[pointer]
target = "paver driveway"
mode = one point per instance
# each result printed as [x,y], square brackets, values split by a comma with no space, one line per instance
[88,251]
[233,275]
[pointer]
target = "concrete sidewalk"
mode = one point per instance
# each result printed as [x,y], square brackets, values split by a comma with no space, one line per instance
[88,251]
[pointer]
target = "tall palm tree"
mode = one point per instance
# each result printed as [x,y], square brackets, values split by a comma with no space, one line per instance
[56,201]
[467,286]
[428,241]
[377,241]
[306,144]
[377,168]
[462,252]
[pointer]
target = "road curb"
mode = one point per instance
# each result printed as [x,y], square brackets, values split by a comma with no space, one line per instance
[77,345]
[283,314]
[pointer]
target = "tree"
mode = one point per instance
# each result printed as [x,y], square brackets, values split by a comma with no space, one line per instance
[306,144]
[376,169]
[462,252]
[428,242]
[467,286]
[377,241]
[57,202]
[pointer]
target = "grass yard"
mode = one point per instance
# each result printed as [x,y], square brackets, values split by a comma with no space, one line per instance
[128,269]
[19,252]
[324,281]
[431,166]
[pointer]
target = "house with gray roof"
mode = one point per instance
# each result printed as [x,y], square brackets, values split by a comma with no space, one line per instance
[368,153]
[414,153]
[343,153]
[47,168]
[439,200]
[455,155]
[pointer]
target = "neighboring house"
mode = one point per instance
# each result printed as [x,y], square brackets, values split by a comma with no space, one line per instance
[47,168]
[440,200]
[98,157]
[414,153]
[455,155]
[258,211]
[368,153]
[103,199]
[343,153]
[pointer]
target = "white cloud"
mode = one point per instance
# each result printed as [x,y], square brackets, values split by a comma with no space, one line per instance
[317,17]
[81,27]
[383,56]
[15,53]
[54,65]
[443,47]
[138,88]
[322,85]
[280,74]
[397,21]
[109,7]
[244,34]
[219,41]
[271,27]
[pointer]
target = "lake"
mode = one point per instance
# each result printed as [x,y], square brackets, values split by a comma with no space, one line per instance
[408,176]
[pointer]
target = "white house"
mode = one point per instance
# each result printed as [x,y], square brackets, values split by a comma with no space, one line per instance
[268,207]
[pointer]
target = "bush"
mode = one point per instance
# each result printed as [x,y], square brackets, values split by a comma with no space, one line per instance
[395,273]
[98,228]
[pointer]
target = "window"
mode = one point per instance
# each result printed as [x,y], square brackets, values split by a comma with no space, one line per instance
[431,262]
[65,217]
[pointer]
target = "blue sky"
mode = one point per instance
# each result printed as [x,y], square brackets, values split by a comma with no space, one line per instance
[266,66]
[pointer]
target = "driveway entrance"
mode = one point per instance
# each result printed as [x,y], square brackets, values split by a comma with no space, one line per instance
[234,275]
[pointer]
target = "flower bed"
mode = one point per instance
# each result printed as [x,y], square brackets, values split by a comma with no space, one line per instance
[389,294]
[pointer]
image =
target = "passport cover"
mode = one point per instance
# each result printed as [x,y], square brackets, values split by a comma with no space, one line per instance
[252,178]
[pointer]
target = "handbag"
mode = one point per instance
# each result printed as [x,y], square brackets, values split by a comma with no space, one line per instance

####################

Exercise objective> The records above should be restated word for word, please.

Result of this exercise>
[pointer]
target = "paver driveway"
mode = one point per instance
# each result printed as [x,y], square brackets, values split by a comma with no space, one line per instance
[88,251]
[233,275]
[pointer]
target = "concrete sidewalk"
mode = one point per instance
# each result printed as [x,y], square brackets, values split by a comma with no space, one line per instance
[88,251]
[pointer]
target = "tall palm tree"
mode = one point per instance
# each result printed as [x,y], square brackets, values split by a comma with no space, one line per instance
[56,201]
[467,286]
[428,241]
[377,241]
[306,144]
[377,168]
[462,252]
[pointer]
target = "road curb"
mode = one point per instance
# each result printed as [x,y], square brackets, values split by a comma with no space, one line per instance
[77,345]
[283,314]
[pointer]
target = "tree"
mode = one point per instance
# each result printed as [x,y], square brackets, values split by a comma with no space, one line per instance
[306,144]
[376,169]
[462,252]
[428,242]
[467,286]
[377,241]
[57,202]
[pointer]
target = "grass yard"
mode = one point per instance
# each result printed as [x,y], square brackets, values split by a comma with no space, one line per instance
[128,269]
[19,252]
[324,281]
[431,166]
[pointer]
target = "house with gray roof"
mode = one point per instance
# each result printed as [x,y], square brackets, values split by a comma with no space, one line per instance
[368,153]
[414,153]
[343,153]
[47,168]
[439,200]
[455,155]
[pointer]
target = "neighboring house"
mode = one point per instance
# each result printed as [x,y], square brackets, values split by a comma with no space, one line per instance
[47,168]
[440,200]
[98,157]
[414,153]
[455,155]
[258,211]
[368,153]
[103,199]
[343,153]
[pointer]
target = "white cloud"
mode = one point per instance
# each result printed as [x,y], square brackets, values split by a comma with no space, one line per instance
[317,17]
[81,27]
[383,56]
[15,53]
[54,65]
[443,47]
[138,88]
[322,85]
[280,74]
[397,21]
[109,7]
[244,34]
[219,41]
[271,27]
[pointer]
target = "lake"
mode = one point per instance
# each result printed as [x,y], square brackets, values split by a comma with no space, one line per instance
[408,176]
[pointer]
target = "white house"
mode = one point per instance
# each result printed as [x,y], square brackets, values split by a comma with no space, one line per instance
[268,207]
[pointer]
target = "bush"
mode = one point per instance
# each result printed as [x,y], square brackets, values split by a comma with no space, one line per instance
[395,273]
[98,228]
[pointer]
target = "window"
mode = one point per instance
# each result printed as [x,y], square brackets, values split by a comma with no space, one line per instance
[431,262]
[65,217]
[pointer]
target = "blue sky"
mode = one point per instance
# each result printed as [x,y], square brackets, values split by a comma with no space, one line per instance
[266,66]
[pointer]
target = "driveway entrance"
mode = one point per instance
# each result printed as [x,y], square brackets, values split by a comma with no space, one line per instance
[234,275]
[pointer]
target = "flower bed"
mode = one point per instance
# each result printed as [x,y], square brackets, values split by a comma with no space, one line per instance
[389,294]
[pointer]
image =
target = "passport cover"
mode = one point per instance
# each result printed as [x,y], square brackets, values split by a comma with no space, one line per instance
[252,178]
[pointer]
target = "handbag"
mode = one point per instance
# each result printed as [x,y], square brackets, values split by a comma with no space, one line per instance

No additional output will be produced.